» WHAT NEEDS TO BE DONE
Every line from the line containing "rear cab window" through the final line of the data is to be printed exactly; no other line is to appear.

» MATERIAL TO PROCESS
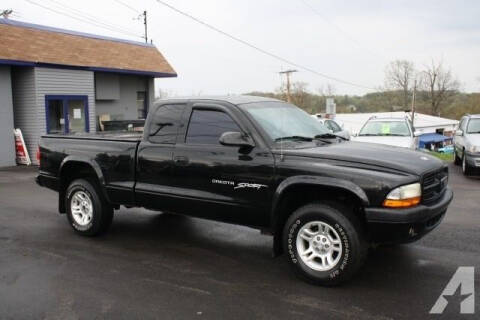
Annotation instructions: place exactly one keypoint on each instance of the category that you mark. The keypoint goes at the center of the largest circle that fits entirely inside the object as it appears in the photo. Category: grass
(448, 157)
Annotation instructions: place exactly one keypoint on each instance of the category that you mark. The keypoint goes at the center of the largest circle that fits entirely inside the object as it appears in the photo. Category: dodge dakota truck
(257, 162)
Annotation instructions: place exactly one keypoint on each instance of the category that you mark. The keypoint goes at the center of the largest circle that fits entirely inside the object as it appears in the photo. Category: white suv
(397, 132)
(333, 126)
(467, 143)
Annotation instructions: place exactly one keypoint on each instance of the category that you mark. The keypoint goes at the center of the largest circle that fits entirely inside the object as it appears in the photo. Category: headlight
(404, 196)
(473, 149)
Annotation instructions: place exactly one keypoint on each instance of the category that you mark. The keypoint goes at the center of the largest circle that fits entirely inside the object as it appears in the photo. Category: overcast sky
(350, 40)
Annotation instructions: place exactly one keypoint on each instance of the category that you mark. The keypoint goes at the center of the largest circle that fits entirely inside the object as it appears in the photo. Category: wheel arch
(77, 167)
(299, 190)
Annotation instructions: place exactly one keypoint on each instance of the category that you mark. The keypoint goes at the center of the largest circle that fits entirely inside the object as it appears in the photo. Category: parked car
(397, 132)
(237, 160)
(335, 127)
(467, 143)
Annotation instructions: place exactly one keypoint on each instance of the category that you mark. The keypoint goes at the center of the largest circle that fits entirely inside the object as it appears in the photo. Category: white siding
(7, 146)
(64, 82)
(30, 85)
(25, 112)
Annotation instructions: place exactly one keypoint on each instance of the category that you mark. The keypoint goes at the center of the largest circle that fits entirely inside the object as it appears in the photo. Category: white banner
(21, 149)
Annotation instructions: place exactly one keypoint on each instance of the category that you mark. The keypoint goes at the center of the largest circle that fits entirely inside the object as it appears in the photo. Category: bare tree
(399, 75)
(440, 85)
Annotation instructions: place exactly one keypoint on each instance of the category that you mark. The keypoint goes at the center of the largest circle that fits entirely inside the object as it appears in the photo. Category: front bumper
(406, 225)
(47, 181)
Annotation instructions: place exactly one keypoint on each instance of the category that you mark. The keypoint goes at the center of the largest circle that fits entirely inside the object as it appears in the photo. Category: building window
(141, 104)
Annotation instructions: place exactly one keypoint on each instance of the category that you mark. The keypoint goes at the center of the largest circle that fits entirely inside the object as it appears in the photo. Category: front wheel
(458, 160)
(87, 211)
(325, 243)
(466, 169)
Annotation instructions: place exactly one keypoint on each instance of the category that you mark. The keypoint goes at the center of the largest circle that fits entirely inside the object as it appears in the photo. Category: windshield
(385, 128)
(474, 126)
(282, 120)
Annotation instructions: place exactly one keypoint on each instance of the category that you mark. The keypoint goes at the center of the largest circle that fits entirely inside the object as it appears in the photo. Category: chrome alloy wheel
(319, 246)
(82, 208)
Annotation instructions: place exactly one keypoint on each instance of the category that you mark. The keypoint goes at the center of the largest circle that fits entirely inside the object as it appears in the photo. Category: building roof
(422, 122)
(34, 45)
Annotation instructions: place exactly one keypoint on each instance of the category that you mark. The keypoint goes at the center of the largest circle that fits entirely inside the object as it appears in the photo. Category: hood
(400, 159)
(404, 142)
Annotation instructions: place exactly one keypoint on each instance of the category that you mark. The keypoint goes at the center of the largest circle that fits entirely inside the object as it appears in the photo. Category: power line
(90, 17)
(126, 5)
(346, 34)
(97, 24)
(262, 50)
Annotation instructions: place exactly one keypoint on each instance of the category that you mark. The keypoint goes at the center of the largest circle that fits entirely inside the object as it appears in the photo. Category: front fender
(307, 180)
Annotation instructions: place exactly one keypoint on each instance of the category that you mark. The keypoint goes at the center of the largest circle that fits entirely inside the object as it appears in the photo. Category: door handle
(180, 160)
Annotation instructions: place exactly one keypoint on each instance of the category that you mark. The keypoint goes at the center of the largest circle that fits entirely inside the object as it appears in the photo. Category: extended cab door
(155, 157)
(227, 183)
(459, 139)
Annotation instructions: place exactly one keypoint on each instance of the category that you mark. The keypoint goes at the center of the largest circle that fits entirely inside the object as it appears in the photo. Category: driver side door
(226, 183)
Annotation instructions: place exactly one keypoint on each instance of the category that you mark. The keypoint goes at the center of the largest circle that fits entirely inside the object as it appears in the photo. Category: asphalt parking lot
(158, 266)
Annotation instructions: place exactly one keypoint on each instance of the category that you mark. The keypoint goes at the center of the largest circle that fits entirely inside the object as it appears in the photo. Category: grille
(433, 185)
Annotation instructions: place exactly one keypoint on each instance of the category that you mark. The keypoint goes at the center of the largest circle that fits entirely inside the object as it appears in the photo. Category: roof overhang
(95, 69)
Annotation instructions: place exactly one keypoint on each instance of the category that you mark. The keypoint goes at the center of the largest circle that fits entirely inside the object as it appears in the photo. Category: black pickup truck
(258, 162)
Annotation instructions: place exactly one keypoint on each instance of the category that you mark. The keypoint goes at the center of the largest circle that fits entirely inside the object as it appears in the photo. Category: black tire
(102, 212)
(348, 228)
(466, 169)
(458, 160)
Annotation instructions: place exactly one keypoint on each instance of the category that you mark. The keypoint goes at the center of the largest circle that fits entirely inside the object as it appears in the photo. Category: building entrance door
(66, 114)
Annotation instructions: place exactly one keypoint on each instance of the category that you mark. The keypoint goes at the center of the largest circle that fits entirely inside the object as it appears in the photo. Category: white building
(424, 123)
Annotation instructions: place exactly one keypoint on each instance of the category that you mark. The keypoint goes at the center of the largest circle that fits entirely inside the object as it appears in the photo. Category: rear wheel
(325, 243)
(87, 211)
(466, 169)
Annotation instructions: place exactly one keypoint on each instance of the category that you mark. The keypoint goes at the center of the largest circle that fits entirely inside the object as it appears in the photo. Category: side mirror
(236, 139)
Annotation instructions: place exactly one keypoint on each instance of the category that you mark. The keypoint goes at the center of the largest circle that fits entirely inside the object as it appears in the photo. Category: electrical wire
(84, 20)
(265, 52)
(126, 5)
(89, 17)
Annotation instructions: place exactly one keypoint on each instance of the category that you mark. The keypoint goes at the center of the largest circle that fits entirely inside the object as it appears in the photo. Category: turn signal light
(403, 203)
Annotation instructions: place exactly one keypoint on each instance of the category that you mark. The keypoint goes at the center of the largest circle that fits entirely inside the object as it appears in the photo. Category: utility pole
(145, 23)
(6, 13)
(287, 73)
(413, 101)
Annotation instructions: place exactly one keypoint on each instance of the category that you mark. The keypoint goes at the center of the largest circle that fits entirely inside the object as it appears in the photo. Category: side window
(164, 123)
(206, 126)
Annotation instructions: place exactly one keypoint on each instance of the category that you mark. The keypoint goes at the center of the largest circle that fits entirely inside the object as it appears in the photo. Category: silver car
(467, 143)
(335, 127)
(397, 132)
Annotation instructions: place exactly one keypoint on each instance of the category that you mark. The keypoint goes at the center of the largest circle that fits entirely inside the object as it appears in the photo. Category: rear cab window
(206, 126)
(165, 122)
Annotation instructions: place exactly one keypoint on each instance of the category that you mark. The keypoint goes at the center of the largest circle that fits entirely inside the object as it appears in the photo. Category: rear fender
(81, 160)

» WRITTEN REPLY
Annotation instructions: place exactly one keypoint on each instance of the category that you mark. The keypoint goes at the center of the largest circle that fits entirely inside the object as it appears in the photo. Category: rear cab window
(206, 126)
(165, 122)
Annotation instructions: place exactly one keypoint on each instance of the category that you mark. The keypoint goes at the center of the largest circle that fits entirely inside the object as it appears in the photo. Category: rear fender
(81, 160)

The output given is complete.